-- WORK TO COMPLETE --
[A] Summarize the passage about Bear in two sentences.
[B] In the passage about Bear, rewrite the paragraph beginning "Bear was the last dog" as a bulleted list that keeps its main facts.

-- STUDY TEXT --
Danny brought Bear with him. Bear was an ancient mutt with long, flowing halloween mask hair. His eyes were wild and he breathed like he had just done a 6 minute mile. He was gentle in a grandparent way. He was too tired to do anything crazy.
Bear was the last dog that my dad’s brother, Danny, owned before being stabbed to death in a Dillon’s parking lot in Lawrence, Kansas. Bear was also stabbed, but lived for a few more years. Living to the ripe (estimated) age of 15 years old. Recently, the man that killed Danny got 2 less years in prison than Bear had on earth. The judge that sentenced him had little plastic toys on her desk in front of her when she went on and on about how “if you were going to be in jail, you’d be hard pressed to find a better place to be in jail than Lawrence, Kansas”.

-- EXTRACTED RECORDS --

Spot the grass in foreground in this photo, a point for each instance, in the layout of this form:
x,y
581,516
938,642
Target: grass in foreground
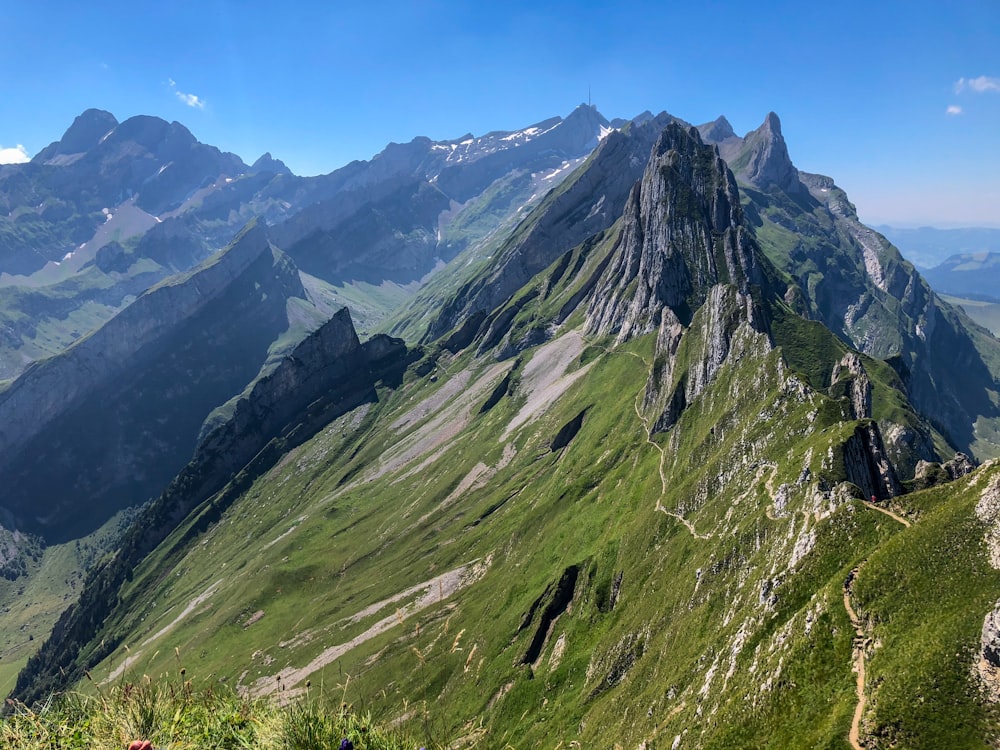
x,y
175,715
--
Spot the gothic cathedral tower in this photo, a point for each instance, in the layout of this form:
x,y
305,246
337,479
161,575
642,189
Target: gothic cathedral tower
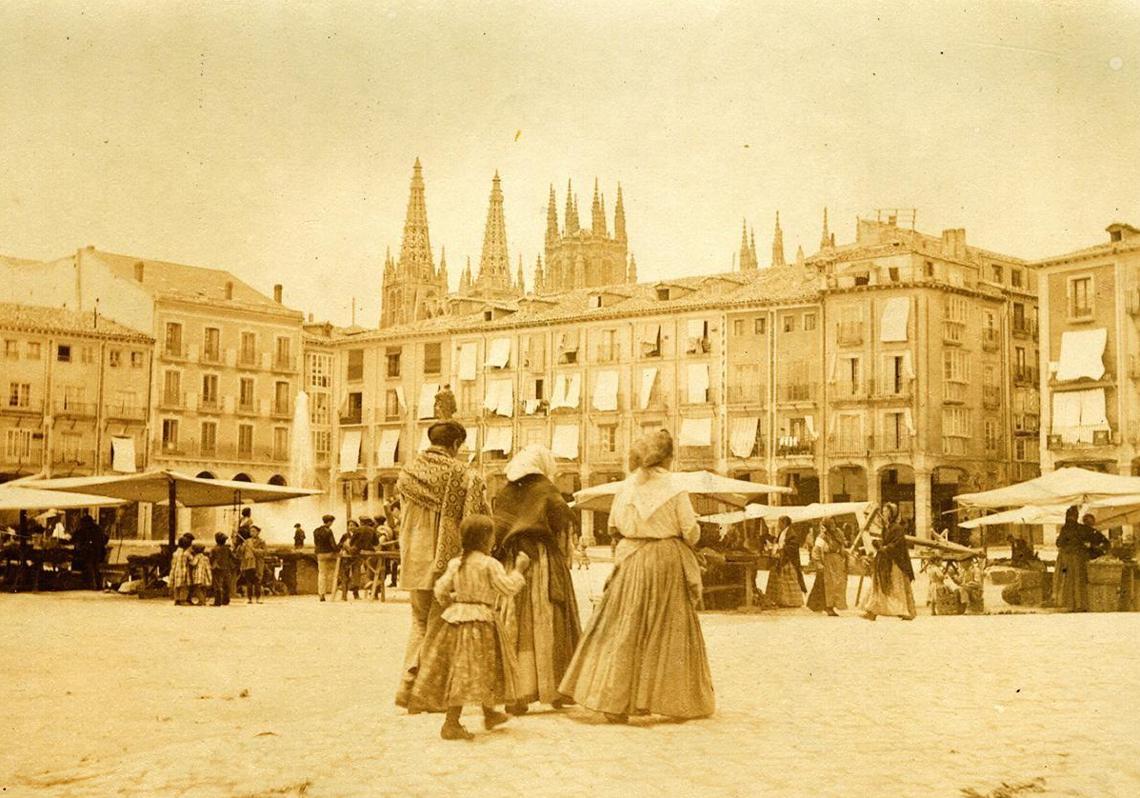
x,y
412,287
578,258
* * *
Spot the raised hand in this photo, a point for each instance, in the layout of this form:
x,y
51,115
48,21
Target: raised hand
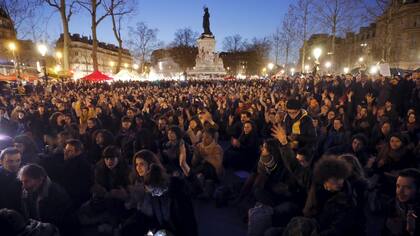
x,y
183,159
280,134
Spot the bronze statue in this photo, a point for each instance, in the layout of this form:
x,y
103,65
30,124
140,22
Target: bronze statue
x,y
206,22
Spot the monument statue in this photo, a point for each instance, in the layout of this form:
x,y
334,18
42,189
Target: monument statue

-- RESPONSES TO THE EXERCISE --
[A] Bear, an ancient, gentle, tired mutt with long hair, was the last dog owned by the narrator's uncle Danny, who was stabbed to death in a Dillon's parking lot in Lawrence, Kansas. Bear was also stabbed but lived a few more years, to an estimated age of 15, and the man who killed Danny was recently sentenced to two fewer years in prison than Bear had lived.

[B]
- Bear was the last dog owned by Danny, the narrator's dad's brother.
- Danny was stabbed to death in a Dillon's parking lot in Lawrence, Kansas.
- Bear was also stabbed but lived a few more years, to an estimated age of 15.
- Danny's killer recently received a prison sentence 2 years shorter than Bear's life.
- The sentencing judge, who had little plastic toys on her desk, said that Lawrence, Kansas, would be about the best place to be in jail.